*The task*:
Set the listing down again, exactly as it stands below.

*Data for the task*:

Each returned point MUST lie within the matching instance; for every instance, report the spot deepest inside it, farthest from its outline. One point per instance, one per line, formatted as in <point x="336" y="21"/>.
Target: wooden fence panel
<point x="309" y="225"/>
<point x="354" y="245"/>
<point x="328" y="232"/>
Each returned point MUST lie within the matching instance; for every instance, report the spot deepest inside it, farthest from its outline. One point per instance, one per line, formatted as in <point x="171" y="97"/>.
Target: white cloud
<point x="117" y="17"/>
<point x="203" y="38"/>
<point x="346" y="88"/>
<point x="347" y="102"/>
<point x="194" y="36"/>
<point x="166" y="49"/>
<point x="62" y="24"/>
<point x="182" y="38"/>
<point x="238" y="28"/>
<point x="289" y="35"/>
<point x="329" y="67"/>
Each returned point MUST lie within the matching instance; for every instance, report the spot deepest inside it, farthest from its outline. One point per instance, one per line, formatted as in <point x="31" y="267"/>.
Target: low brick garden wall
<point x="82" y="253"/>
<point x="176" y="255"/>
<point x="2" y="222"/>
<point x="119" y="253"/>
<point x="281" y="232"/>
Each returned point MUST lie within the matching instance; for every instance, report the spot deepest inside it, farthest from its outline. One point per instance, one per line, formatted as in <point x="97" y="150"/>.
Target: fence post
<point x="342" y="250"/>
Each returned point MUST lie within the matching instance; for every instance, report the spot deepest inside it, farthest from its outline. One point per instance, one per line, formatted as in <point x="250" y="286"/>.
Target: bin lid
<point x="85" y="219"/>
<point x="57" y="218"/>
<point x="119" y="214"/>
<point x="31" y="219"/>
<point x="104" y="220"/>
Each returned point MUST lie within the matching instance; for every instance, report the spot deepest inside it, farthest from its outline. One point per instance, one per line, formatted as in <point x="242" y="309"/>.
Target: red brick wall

*Your solution*:
Each returned point MUST lie within the matching instance; for every instance, report the spot deepest inside it, farthest from its outline. One point per instance, one per line, formatted as in <point x="336" y="21"/>.
Target: wooden fence panel
<point x="309" y="225"/>
<point x="354" y="245"/>
<point x="328" y="232"/>
Each returned point MUST lie within the matching instance; for every instance, report the spot deepest inside it, farthest from its outline. One point per instance, one per line, formatted as in <point x="171" y="97"/>.
Target: white cloud
<point x="117" y="17"/>
<point x="203" y="38"/>
<point x="346" y="88"/>
<point x="347" y="102"/>
<point x="194" y="36"/>
<point x="166" y="49"/>
<point x="62" y="24"/>
<point x="182" y="38"/>
<point x="238" y="28"/>
<point x="289" y="35"/>
<point x="329" y="67"/>
Each returned point MUST lie within the matching instance; for every instance, report the spot deepest inside it, farthest from its outline. One point per instance, one per line, formatted as in <point x="31" y="267"/>.
Target: low brick garden wall
<point x="82" y="253"/>
<point x="176" y="255"/>
<point x="2" y="222"/>
<point x="119" y="253"/>
<point x="281" y="232"/>
Each returned point MUST lie within the matching instance; for every instance, report the spot deepest inside it, farthest from its outline. One point per instance, one per line, formatted as in <point x="97" y="150"/>.
Target: fence post
<point x="342" y="250"/>
Each returned point MUST lie within the matching instance; for every instance, report the spot deepest inside it, farthest from its outline. One point per instance, one per line, formatted as in <point x="250" y="286"/>.
Target: bin lid
<point x="85" y="219"/>
<point x="57" y="218"/>
<point x="119" y="214"/>
<point x="31" y="219"/>
<point x="104" y="220"/>
Each returned point MUST lie within the matching instance; for every instance, report the spot deepest inside it, farthest from its outline. One point per instance, one per line, formatted as in <point x="242" y="309"/>.
Target: red brick wall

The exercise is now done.